### TEXT PROVIDED
┌────────

Saturday, September 10, 2011

9/11/01 - Teaching During Tragedy

There are two events in history that are forever linked in my mind to Room 509, the room where I taught high school English.  Those two events are Columbine and 9/11. I was in the classroom teaching when both these events burst upon the national scene and changed our lives forever.

When such terrible tragedy occurs while one is teaching, the role of being a teacher takes over.  I found that I could not allow myself the luxury of fully experiencing my own shock and grief during either event because I had a responsibility to help my students process and understand what was happening without causing them to become even more confused and afraid because of the way I presented myself.  I had to be strong for them.  I had to reassure them that we were safe.  I had to make sure that they knew that I would be in charge of our little corner of the world while I tried to help them make sense of what was happening.  I could not give in to panic.  I could not cry uncontrollably.  I could not go into some sort of stunned shutdown.  I had to manage my classroom and look after my students.

I will never forget the morning of 9/11.  I was at the front of my classroom standing at my podium taking roll for my first period class when I notice a colleague  who did not teach first period standing outside my row of classroom windows that looked out into the library.  She seemed terribly upset, shaken.  She was the drama teacher afterall, but her distress seemed extreme and quite real.  I walked to the door at the back of the room and quietly asked if something was wrong.  "Some SOBs have just flown air planes into the Twin Towers in New York City," she said.  "Does your television work?  Turn it on.  We're under attack."

└────────

### GIVEN EXERCISE A
From the post about teaching on 9/11, list every duty the writer introduces with the words "I had to".
### GIVEN EXERCISE B
Answer these questions from the post about teaching on 9/11:
(i) What subject did the writer teach?
(ii) Which two events does the writer link to Room 509?
(iii) What did the colleague outside the windows teach?
### GIVEN EXERCISE C
Continue the post about teaching on 9/11 from the colleague's words "We're under attack."
The material that comes next is from a different source and has no connection to the post about teaching on 9/11.

### DATA PROVIDED
┌────────

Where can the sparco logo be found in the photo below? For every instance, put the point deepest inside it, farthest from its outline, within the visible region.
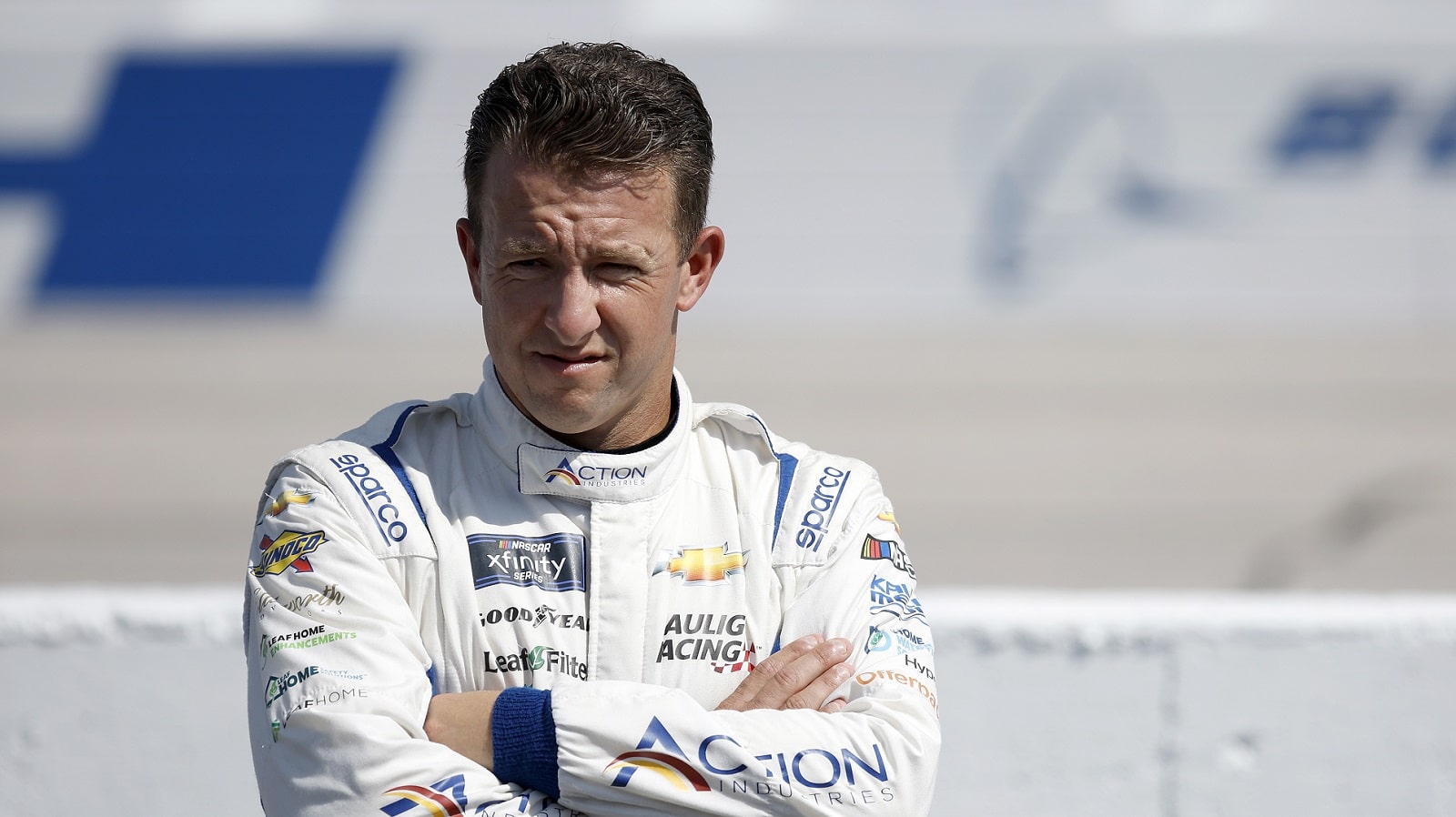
(822, 507)
(535, 660)
(370, 489)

└────────

### TASK RESULT A
- Be strong for them
- Reassure them that we were safe
- Make sure that they knew that I would be in charge of our little corner of the world while I tried to help them make sense of what was happening
- Manage my classroom and look after my students

### TASK RESULT B
(i) High school English
(ii) Columbine and 9/11
(iii) Drama

### TASK RESULT C
"I can't just go back in there and turn on my t.v. and watch New York being attacked by air," I said.  "Find out if this is true and what is really happening.  Surely, we will hear from administration if this is true.  Surely, they will come and tell us what is happening."  "Don't be too sure," she said.  "You know how teachers are the last to know."

True.  We were the last to find out what was really going on.  Within no time at all, parents were showing up at the school and taking their kids home.  I had turned the television on by then to try and get some news.  I had decided that it was better that the students heard what was going on from a news source in an environment where I had some control.  I would be able to help them make sense of what was happening.  I asked the students to get out their journals to write about their emotions.  I told them to write down their questions that still lingered as to what was really happening.  I said it was important to record what they were seeing happen.  I encouraged them to write their emotions out.  I offered to read and discuss privately what they had written.   It seemed to be the only thing I could do that would help the students make sense of a world that had suddenly exploded before their eyes.  Perhaps, my approach was wrong.  I tried to keep communication open.  I tried to reassure.  I tried to comfort.  I was not ever told how to hand such a thing in any of my teacher ed classes.

I had not taken into account that our principal would finally come on the P.A. with the following announcement:  "Teachers, you are to turn off your televisions.  You are to follow the lesson plans you have for today.  Any news that needs to be relayed to you and your students will come from the office.  Do not excuse any student from your classroom unless they are sent for by the office.  Do not allow your students to leave your classroom."

He was a former social studies teacher.  Somehow, he didn't think it was appropriate that we watch history being made during class time.  Somehow, he didn't think the delivery of the curriculum should be adjusted to use the current event topic as a writing prompt.  We were to stay on task.  There would be no television watching in his school.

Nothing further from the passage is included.